Excerpts of location labeling data

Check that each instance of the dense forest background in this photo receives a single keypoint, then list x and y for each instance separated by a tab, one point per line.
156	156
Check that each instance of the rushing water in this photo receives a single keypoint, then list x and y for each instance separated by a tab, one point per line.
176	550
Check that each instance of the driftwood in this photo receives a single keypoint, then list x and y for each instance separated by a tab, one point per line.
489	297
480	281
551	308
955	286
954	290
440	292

---

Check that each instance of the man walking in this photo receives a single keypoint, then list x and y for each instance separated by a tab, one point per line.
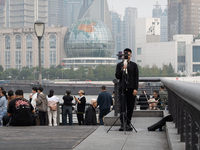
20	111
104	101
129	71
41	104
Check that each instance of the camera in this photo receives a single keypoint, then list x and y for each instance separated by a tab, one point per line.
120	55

--

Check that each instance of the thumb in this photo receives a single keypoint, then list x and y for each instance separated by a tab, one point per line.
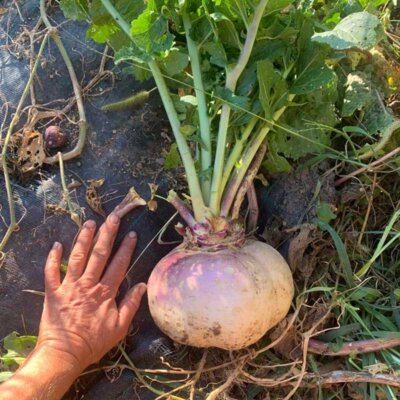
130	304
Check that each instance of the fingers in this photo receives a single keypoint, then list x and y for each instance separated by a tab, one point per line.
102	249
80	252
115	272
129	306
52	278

Exercise task:
Pull out every line in the listing above that contains the word "dense".

Solution for this exercise:
Check that each instance of the dense forest background in this photo receives a single keypoint, then list x and y for each instance separated by a tab, one point per line.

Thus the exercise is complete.